* GIVEN INSTRUCTION *
Copy nothing but the text: reproduce each line of the listing exactly and leave the pictures out.
## begin DATA LINES
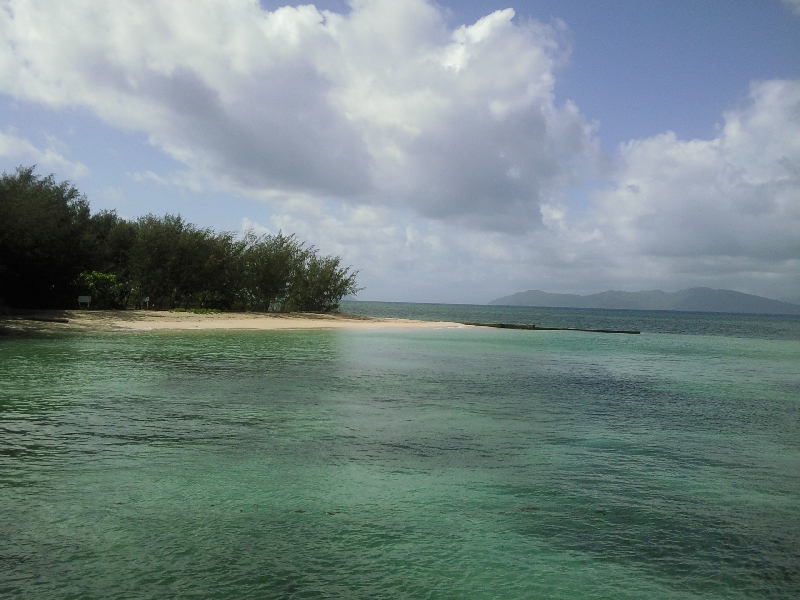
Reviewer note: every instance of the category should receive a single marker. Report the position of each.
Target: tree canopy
(53, 249)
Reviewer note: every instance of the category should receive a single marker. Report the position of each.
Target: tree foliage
(52, 249)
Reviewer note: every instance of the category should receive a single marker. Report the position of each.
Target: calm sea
(452, 463)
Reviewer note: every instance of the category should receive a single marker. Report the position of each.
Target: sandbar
(152, 320)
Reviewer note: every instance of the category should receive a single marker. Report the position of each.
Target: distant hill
(691, 300)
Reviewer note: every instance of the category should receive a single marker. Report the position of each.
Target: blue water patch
(650, 321)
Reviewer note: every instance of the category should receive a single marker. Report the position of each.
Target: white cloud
(794, 5)
(16, 148)
(384, 105)
(433, 159)
(725, 209)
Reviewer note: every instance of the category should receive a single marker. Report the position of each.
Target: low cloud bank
(433, 158)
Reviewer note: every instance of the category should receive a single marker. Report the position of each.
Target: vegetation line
(53, 250)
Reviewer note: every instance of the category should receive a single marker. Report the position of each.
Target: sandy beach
(151, 320)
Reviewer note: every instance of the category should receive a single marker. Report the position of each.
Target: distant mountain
(691, 300)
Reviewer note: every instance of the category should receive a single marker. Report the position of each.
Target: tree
(270, 264)
(43, 248)
(320, 284)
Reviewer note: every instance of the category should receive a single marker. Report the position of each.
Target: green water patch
(416, 464)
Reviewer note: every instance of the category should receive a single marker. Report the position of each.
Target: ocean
(444, 463)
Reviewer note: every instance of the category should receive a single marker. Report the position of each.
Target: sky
(451, 151)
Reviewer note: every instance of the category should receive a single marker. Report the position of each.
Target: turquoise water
(466, 463)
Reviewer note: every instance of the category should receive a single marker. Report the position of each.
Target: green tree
(270, 265)
(320, 283)
(43, 226)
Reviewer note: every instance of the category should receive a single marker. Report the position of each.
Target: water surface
(464, 463)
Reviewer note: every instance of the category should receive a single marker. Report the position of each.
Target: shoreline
(153, 320)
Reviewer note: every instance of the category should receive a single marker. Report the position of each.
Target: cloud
(385, 105)
(722, 212)
(725, 209)
(793, 5)
(23, 150)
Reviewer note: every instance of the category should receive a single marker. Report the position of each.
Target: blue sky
(453, 152)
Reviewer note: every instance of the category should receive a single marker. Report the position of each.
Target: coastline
(152, 320)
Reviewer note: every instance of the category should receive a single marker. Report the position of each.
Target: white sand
(151, 320)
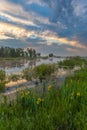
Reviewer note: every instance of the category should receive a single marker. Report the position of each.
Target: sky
(49, 26)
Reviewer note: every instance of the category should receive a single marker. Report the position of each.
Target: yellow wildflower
(49, 87)
(78, 94)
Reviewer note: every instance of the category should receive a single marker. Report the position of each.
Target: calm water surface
(17, 66)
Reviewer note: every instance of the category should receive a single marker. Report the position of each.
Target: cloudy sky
(50, 26)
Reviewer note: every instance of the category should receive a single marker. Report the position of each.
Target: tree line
(17, 52)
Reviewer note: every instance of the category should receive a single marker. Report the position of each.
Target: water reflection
(16, 66)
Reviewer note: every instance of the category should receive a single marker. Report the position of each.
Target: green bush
(14, 77)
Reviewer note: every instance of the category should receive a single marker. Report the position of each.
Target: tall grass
(53, 109)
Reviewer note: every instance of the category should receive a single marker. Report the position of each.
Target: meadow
(48, 107)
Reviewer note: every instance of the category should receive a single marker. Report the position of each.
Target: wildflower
(49, 87)
(78, 94)
(27, 93)
(72, 94)
(39, 100)
(71, 80)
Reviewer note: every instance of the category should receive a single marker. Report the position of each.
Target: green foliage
(55, 109)
(14, 77)
(72, 62)
(2, 80)
(28, 73)
(2, 75)
(6, 52)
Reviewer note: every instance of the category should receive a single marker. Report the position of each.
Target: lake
(16, 66)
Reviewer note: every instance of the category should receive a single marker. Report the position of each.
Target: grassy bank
(49, 108)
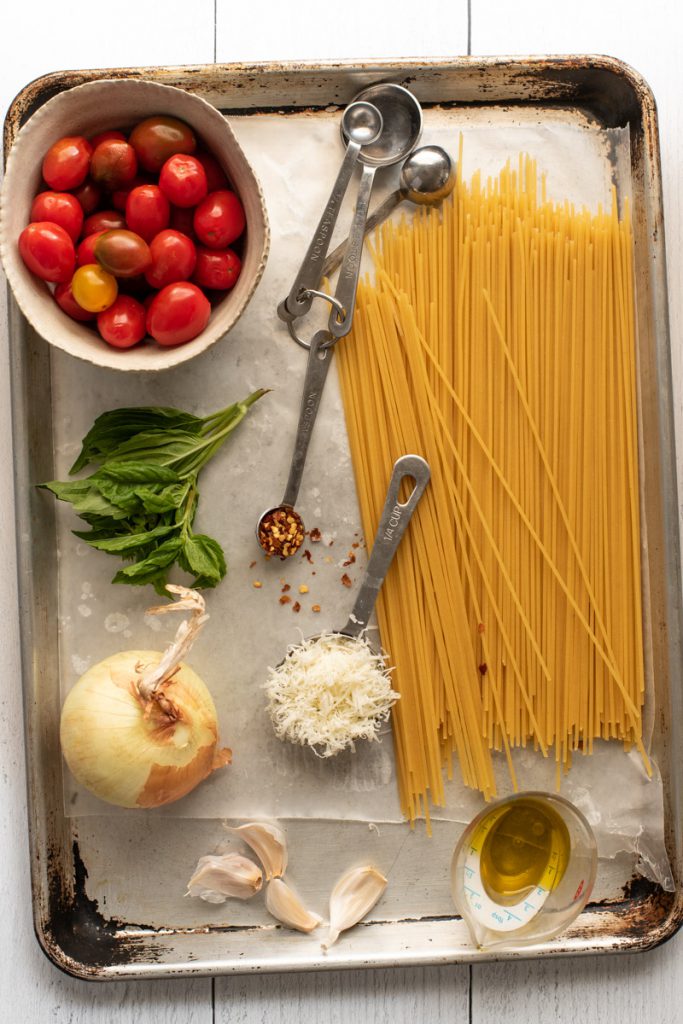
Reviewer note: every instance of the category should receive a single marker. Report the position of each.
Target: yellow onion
(139, 729)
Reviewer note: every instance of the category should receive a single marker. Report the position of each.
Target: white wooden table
(38, 37)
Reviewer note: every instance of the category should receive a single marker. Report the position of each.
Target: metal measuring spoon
(402, 125)
(426, 178)
(280, 529)
(361, 125)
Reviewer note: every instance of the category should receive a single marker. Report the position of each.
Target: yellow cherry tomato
(93, 288)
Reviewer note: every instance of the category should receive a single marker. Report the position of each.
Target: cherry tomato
(178, 313)
(102, 220)
(123, 253)
(216, 268)
(104, 136)
(93, 288)
(86, 250)
(123, 325)
(182, 220)
(61, 209)
(182, 180)
(147, 211)
(219, 219)
(65, 299)
(173, 258)
(158, 138)
(114, 164)
(89, 196)
(48, 251)
(215, 175)
(66, 163)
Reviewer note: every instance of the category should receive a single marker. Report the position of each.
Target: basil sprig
(141, 501)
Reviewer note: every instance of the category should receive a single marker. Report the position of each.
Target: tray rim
(37, 92)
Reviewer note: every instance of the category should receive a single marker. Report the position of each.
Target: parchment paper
(296, 159)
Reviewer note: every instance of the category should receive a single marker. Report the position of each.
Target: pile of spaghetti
(498, 341)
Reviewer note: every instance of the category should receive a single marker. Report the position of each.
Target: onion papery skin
(136, 753)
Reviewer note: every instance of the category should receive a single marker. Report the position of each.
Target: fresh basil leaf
(113, 428)
(205, 559)
(129, 542)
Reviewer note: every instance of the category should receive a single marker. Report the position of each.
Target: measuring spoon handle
(395, 517)
(378, 217)
(350, 269)
(310, 272)
(317, 367)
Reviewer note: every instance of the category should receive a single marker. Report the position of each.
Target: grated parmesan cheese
(329, 692)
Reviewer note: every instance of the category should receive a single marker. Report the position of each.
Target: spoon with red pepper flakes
(280, 529)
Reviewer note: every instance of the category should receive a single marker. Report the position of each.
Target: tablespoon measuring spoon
(426, 178)
(280, 529)
(401, 115)
(361, 125)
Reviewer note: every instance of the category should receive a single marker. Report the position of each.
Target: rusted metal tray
(100, 887)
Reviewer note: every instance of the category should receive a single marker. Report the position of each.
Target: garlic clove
(286, 906)
(267, 842)
(354, 895)
(216, 878)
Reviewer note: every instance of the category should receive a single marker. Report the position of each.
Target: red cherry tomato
(114, 164)
(173, 258)
(123, 325)
(123, 253)
(66, 163)
(215, 175)
(89, 196)
(61, 209)
(182, 180)
(219, 219)
(47, 251)
(158, 138)
(217, 268)
(182, 220)
(147, 211)
(102, 220)
(93, 288)
(65, 299)
(104, 136)
(86, 250)
(178, 313)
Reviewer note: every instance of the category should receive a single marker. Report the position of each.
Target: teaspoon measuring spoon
(402, 125)
(426, 178)
(361, 125)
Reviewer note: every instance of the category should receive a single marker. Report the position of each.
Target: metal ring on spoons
(361, 125)
(426, 178)
(280, 529)
(402, 125)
## end DATA LINES
* REPLY *
Reviewer note: every instance of the category should receive a single marker. Report the position of each.
Target: tree canopy
(53, 249)
Reviewer note: every instance of the category should receive a single marker. Report the position of each.
Target: tree foliage
(52, 249)
Reviewer note: every instance of the category should receive a single marker. Report the position of each.
Target: calm sea
(452, 463)
Reviewer note: every instance of the category should receive a single marker. Report the position of each.
Target: sandbar
(152, 320)
Reviewer note: every instance of the category should receive a single marker. Report the position of each.
Target: distant hill
(691, 300)
Reviewer note: every instance of the category should receive a single marker. Report the position of each.
Target: blue water patch
(650, 321)
Reviewer note: every instance of the category should receive a single marker. Report the position of each.
Target: white cloud
(794, 5)
(16, 148)
(384, 105)
(433, 159)
(725, 209)
Reviewer note: every instance of the category should receive a single marker. Report the position of each.
Target: low cloud bank
(433, 158)
Reviewer note: every instance of the category should receive a single marker. Report the position of each.
Target: vegetation line
(53, 250)
Reviewer note: every instance of the category should receive a single marker. Report the position of each.
Target: sandy beach
(151, 320)
Reviewer note: every instance of the category should receive a single marker. Report the position of each.
Target: distant mountain
(691, 300)
Reviewer note: every instance of the category should receive a single marker. Report the position of each.
Target: tree
(270, 264)
(43, 248)
(320, 284)
Reviewer note: every instance of the category should receive a single marker. Report the position of each.
Target: green water patch
(416, 464)
Reviewer note: every instance of the category should receive a single marker. Report the position of each.
Target: ocean
(444, 463)
Reviewer note: every instance of the category should receive a single marker. Report the position of each.
Target: sky
(451, 151)
Reviewer note: every instance of the category should receive a single marker. Report the position of each.
Target: turquoise water
(466, 463)
Reviewer note: every instance of the category should receive a single marker. Report the position of each.
Target: green tree
(270, 265)
(320, 283)
(43, 226)
Reviewer note: every instance of the category should receive a single marker. Report the position of each.
Target: water surface
(464, 463)
Reviewer note: every instance of the category should receive a single marker. Report the position of each.
Target: shoreline
(153, 320)
Reviewer note: every instance of the category should receive a single marker. Report the position of each.
Target: cloud
(385, 105)
(722, 212)
(725, 209)
(793, 5)
(23, 150)
Reviewer note: every instance of the category should receive a single marker. Report the position of each.
Target: blue sky
(453, 152)
Reviewer note: every instance of the category should receive a single marker. Report the position of each.
Target: coastline
(152, 320)
Reviewer note: every instance of the category should receive a single marker. Report the position of each.
Target: white sand
(151, 320)
Reviewer note: every instance of the category should receive a single marker. Report the position of each.
Target: sky
(49, 26)
Reviewer note: every instance of the category should receive a single marker. Report the position of each.
Target: yellow wildflower
(49, 87)
(78, 94)
Reviewer note: every instance of the category should receive a single marker. Report the position of each.
Target: calm water surface
(17, 66)
Reviewer note: every instance of the category should receive a single marker. Report the position of each.
Target: cloudy sky
(50, 26)
Reviewer note: every instance of the category should receive a single marker. Report the position of each.
Target: tree line
(17, 52)
Reviewer note: every instance of the category should receive a single marker. Report the position of each.
Target: water reflection
(16, 66)
Reviewer note: every instance of the category should receive a single marker. Report the position of each.
Target: green bush
(14, 77)
Reviewer note: every instance of the category should receive a single marker. Report the position of each.
Target: tall grass
(53, 109)
Reviewer note: every instance of the category should receive a single marker. Report the position of each.
Target: meadow
(48, 107)
Reviewer note: every instance of the category should receive a single marker. Report the position of each.
Target: wildflower
(49, 87)
(78, 94)
(27, 93)
(72, 94)
(39, 100)
(71, 80)
Reviewer note: every instance of the category should receive a single marker. Report the position of each.
Target: green foliage
(55, 109)
(14, 77)
(72, 62)
(2, 80)
(28, 73)
(2, 75)
(6, 52)
Reviewer note: every instance of the category should receive a single marker. Report the position of each.
Target: lake
(16, 66)
Reviewer note: every instance of the category should receive a single marker. Report the position of each.
Target: grassy bank
(49, 108)
Reviewer note: every instance of the category should receive a single marker. Report the position of each.
Target: yellow onion
(139, 729)
Reviewer note: every instance of the category should receive a single marker. Report the position of each.
Target: white wooden table
(38, 37)
Reviewer note: every instance of the category should receive a single marker. Report the position of each.
Target: metal measuring spoon
(402, 125)
(426, 178)
(280, 529)
(361, 125)
Reviewer note: every instance of the category should receive a single marker. Report the position of each.
Target: yellow cherry tomato
(93, 288)
Reviewer note: every instance of the category should receive a single marker. Report the position of each.
Target: cherry tomato
(178, 313)
(102, 220)
(123, 253)
(216, 268)
(104, 136)
(93, 288)
(86, 250)
(123, 325)
(182, 220)
(61, 209)
(182, 180)
(147, 211)
(219, 219)
(65, 299)
(173, 258)
(158, 138)
(114, 164)
(89, 196)
(48, 251)
(215, 175)
(66, 163)
Reviewer note: every instance of the category should receive a single marker. Report the position of each.
Target: basil sprig
(141, 501)
Reviewer note: every instance of the category should receive a single marker. Report the position of each.
Target: tray rim
(37, 92)
Reviewer note: every instance of the category should receive a single marker. Report the position of each.
Target: parchment paper
(296, 159)
Reviewer note: every instance of the category should receive a single marker. Report the position of each.
Target: pile of spaghetti
(498, 341)
Reviewer note: every instance of the category should receive a single marker. Report the position of each.
Target: onion papery skin
(136, 753)
Reviewer note: every instance of the category should receive a single marker. Report the position of each.
Target: fresh basil leaf
(113, 428)
(205, 559)
(129, 542)
Reviewer note: every instance of the category should receive a single marker. Report the position of each.
Target: measuring spoon handle
(395, 517)
(378, 217)
(350, 269)
(310, 272)
(317, 367)
Reviewer note: every instance of the category should receive a single marker. Report the position of each.
Target: grated parmesan cheese
(329, 692)
Reviewer note: every instance of the category should receive a single marker. Report the position of each.
Target: spoon with red pepper flakes
(280, 529)
Reviewer note: every instance of the category should receive a single marker. Report the position of each.
Target: tablespoon measuring spoon
(426, 178)
(280, 529)
(401, 115)
(361, 125)
Reviewer note: every instance of the category should receive a single marker. Report the position of each.
Target: rusted metal tray
(100, 887)
Reviewer note: every instance of the category should receive a single marker. Report the position of each.
Target: garlic clove
(286, 906)
(267, 842)
(354, 895)
(216, 878)
Reviewer note: every instance of the category should receive a single marker. Report the position of each.
Target: red cherry tomato
(114, 164)
(173, 258)
(123, 325)
(123, 253)
(66, 163)
(215, 175)
(89, 196)
(61, 209)
(182, 180)
(219, 219)
(47, 251)
(158, 138)
(217, 268)
(182, 220)
(147, 211)
(102, 220)
(93, 288)
(65, 299)
(104, 136)
(86, 250)
(178, 313)
Reviewer note: every instance of the category should receive a single marker. Report the position of each.
Target: teaspoon measuring spoon
(402, 125)
(426, 178)
(361, 125)
Reviewer note: every instance of the category should receive a single marker. Report the position of each.
Target: metal ring on spoons
(361, 125)
(426, 178)
(280, 529)
(402, 125)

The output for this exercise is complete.